Work to do — Reproduce the records from their start through the line containing "31 639 L 31", requests included, and shift every number in the answers (the viewBox values and path coordinates) by -86.
+ + + +
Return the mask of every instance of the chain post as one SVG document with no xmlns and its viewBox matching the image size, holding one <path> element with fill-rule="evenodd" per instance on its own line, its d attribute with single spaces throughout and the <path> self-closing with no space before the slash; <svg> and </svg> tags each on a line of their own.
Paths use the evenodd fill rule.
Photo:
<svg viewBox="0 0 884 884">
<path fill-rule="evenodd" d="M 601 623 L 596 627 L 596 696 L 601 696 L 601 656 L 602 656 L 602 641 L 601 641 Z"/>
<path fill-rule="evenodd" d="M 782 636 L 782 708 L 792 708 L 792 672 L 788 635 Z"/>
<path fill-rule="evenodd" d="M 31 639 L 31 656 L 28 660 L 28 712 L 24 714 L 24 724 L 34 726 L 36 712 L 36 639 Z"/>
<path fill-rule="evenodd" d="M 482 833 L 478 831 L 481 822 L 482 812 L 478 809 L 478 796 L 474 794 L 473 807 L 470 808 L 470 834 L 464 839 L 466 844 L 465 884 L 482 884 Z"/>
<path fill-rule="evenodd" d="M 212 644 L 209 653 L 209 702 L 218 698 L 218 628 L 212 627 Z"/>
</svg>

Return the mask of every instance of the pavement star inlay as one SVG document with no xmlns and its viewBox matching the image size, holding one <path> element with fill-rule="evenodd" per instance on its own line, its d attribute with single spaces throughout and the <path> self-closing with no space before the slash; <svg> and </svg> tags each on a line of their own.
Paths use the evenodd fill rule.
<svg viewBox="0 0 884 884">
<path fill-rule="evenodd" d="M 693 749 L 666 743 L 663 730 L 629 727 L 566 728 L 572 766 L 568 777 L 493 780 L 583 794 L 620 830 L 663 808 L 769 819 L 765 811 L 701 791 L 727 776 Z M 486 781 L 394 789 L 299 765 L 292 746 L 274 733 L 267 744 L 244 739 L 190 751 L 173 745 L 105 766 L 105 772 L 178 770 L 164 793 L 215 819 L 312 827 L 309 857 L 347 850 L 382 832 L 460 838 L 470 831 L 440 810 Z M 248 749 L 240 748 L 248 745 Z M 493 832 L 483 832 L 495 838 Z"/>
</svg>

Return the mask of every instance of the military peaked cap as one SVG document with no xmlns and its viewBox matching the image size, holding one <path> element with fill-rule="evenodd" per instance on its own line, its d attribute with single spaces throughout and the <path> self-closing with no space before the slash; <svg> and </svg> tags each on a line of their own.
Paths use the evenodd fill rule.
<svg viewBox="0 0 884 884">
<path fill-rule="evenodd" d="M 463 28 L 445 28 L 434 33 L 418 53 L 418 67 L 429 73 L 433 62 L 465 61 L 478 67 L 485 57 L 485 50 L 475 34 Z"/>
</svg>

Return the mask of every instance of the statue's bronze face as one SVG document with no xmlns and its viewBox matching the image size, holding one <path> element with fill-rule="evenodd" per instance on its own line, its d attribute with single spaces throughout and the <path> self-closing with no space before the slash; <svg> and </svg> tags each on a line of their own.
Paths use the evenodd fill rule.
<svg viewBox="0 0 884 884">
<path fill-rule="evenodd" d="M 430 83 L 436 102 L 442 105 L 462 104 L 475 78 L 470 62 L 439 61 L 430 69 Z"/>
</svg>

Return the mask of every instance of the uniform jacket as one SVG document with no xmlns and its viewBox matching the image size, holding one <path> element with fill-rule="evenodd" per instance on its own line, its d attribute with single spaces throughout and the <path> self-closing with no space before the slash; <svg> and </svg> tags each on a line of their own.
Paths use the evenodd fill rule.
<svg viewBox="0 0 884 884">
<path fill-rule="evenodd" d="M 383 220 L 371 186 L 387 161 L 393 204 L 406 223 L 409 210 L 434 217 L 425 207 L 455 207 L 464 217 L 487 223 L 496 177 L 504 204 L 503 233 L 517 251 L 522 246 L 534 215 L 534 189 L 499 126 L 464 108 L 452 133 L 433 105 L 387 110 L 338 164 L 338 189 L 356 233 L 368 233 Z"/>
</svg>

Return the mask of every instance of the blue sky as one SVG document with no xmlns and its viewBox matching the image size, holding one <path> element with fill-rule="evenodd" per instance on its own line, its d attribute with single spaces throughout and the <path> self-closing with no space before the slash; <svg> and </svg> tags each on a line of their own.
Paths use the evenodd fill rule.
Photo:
+ + + +
The result —
Return the mask of every instance of the chain post as one SVG document with no xmlns and its viewBox matching the image size, holding one <path> element with fill-rule="evenodd" per instance on its own line, its d attribute with single spaces throughout and the <path> self-closing with no space before the slash; <svg> and </svg> tags each on a line of their own.
Paths use the evenodd fill rule.
Photo:
<svg viewBox="-86 -86 798 798">
<path fill-rule="evenodd" d="M 515 537 L 510 541 L 510 610 L 515 610 L 515 570 L 516 570 L 516 555 L 515 555 Z"/>
<path fill-rule="evenodd" d="M 696 550 L 696 622 L 706 622 L 706 586 L 702 549 Z"/>
<path fill-rule="evenodd" d="M -55 553 L -55 570 L -58 574 L -58 626 L -62 628 L -62 638 L -52 640 L -50 626 L -50 553 Z"/>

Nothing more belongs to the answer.